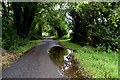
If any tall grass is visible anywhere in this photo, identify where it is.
[59,39,118,78]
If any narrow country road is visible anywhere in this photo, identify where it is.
[2,37,62,78]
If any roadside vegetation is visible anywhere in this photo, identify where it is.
[0,1,120,78]
[59,39,118,78]
[2,40,41,69]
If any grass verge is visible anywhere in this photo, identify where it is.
[59,39,118,78]
[2,40,41,69]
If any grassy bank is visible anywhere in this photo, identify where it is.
[59,39,118,78]
[2,40,41,69]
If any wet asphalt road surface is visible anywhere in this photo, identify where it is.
[2,37,62,78]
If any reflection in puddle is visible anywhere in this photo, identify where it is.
[49,46,90,78]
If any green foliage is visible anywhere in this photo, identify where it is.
[69,2,120,51]
[59,39,118,78]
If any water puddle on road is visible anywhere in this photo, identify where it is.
[48,46,88,78]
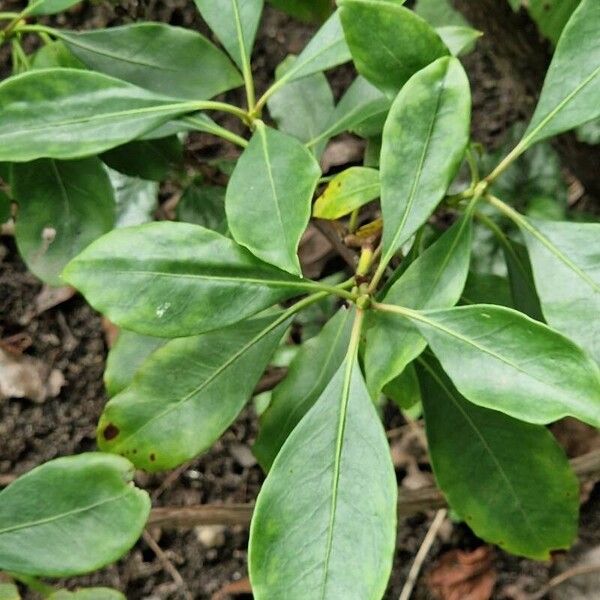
══════════
* Work to be completed
Repeat every line of all the records above word for word, leaving out the pictures.

* Task answer
If any tall grass is visible anywhere in this photo, identify where it is.
[59,39,118,78]
If any narrow country road is visible anywhere in this photo, identify where it is.
[2,37,62,78]
If any roadside vegetation is visible anywhere in this photo, identify where it is.
[0,1,120,78]
[59,39,118,78]
[2,40,41,69]
If any grass verge is visible anywhere in this photo, identify where it is.
[59,39,118,78]
[2,40,41,69]
If any grassy bank is visible anywhere in this photo, identify where it is.
[59,39,118,78]
[2,40,41,69]
If any wet asphalt road surface is visible anywhere in this photo, identify where it is.
[2,37,62,78]
If any reflection in puddle is visible anywhere in this photo, identify where it is.
[49,46,90,78]
If any green foliage is visible anywhere in this photo, identify where it is.
[69,2,120,51]
[59,39,118,78]
If any water puddle on road is visible anywhere in this photo, identify where it is.
[48,46,88,78]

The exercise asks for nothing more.